BRIEF:
In the text on plant variety rights, what age of data does a speaker at the AGM call "an age" in this trade?

EXERCISE TEXT:
Platforms have moved past reactive takedowns. Alibaba has reported that its proactive, AI-driven monitoring can block suspected infringing listings before a single sale, across a marketplace running billions of listings. AI is a force multiplier, and it multiplies only what you give it: accurate variety names and synonyms, high-resolution images, known identifiers, and current intelligence on the codes and tricks infringers use to hide in plain sight.
Feed it well and one accurate claim can surface many more listings you never saw. Feed it stale data and it loses its edge fast. As one speaker put it at the AGM, in this trade six-month-old data is an age, because infringers adapt daily.
What making rights visible looks like in practice
In practice, visibility is a set of habits, and most of them are commercial rather than legal:
- Start with the commercial plan, then file to fit it: territories, timing, production hubs and licensing logic. Strategy first, registration second.
- Write authorisation into the chain. Be explicit about who may receive, propagate, produce, move and report, so "clean" is something you can demonstrate.
- Choose a royalty model that scales with value, not only plant count, where the variety and the market justify it.
- Monitor continuously with fresh, structured data, so infringement shows up as a signal rather than a surprise.
- Keep an evidence trail, so a right can be exercised when it needs to be. A right without a remedy is no right at all.
Water the right, and it grows
Registration is where a plant variety right begins. Its value is decided later, in everything built on top of it.
The breeders and title holders who get the most from their genetics tend to share one trait. They can see what their rights are doing across the supply chain, the royalty stream and the open market, and they act early when something looks wrong. To borrow a line from the AGM, rights need to be watered if you want them to grow in value.

INFORMATION SHOWN:
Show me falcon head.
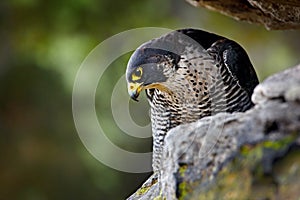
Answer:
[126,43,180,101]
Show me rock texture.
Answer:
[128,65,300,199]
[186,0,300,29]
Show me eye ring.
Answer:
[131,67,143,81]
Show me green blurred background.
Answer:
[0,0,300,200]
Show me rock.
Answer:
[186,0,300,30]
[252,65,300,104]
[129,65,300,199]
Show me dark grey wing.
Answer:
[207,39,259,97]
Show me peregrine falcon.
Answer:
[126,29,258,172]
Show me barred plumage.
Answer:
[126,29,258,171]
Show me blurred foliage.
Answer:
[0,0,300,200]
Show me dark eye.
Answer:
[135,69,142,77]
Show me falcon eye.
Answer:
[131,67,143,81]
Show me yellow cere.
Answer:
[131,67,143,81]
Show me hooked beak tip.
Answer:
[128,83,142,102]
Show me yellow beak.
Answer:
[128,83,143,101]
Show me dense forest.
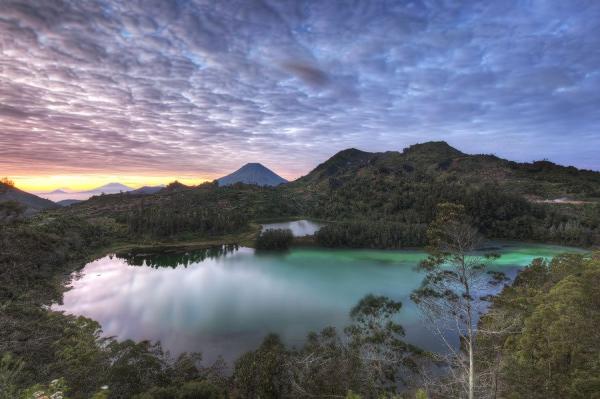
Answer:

---

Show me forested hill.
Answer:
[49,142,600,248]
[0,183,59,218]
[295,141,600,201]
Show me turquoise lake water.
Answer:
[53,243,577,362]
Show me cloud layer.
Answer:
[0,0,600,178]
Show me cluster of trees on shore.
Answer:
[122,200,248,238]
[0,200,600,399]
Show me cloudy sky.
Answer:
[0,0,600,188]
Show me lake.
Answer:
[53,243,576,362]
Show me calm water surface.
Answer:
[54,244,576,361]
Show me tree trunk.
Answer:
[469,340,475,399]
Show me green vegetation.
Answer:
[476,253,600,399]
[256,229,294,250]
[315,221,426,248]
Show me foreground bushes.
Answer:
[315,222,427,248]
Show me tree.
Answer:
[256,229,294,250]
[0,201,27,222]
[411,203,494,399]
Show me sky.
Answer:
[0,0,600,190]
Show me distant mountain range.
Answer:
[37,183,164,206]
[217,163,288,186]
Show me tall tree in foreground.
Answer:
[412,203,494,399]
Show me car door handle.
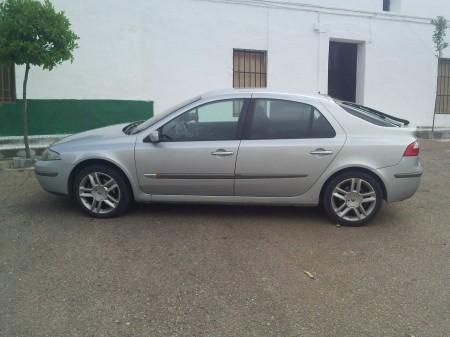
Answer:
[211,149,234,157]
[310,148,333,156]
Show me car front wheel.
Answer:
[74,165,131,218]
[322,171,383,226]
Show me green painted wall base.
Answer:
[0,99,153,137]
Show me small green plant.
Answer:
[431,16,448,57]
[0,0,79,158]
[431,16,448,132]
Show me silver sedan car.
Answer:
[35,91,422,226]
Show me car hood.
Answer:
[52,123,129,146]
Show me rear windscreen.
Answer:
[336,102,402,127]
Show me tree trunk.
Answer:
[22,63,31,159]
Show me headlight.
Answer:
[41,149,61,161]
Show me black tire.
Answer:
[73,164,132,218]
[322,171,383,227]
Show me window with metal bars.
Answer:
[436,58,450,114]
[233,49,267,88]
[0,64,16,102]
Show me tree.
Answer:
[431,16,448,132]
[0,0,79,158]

RESULT:
Six-month-old data.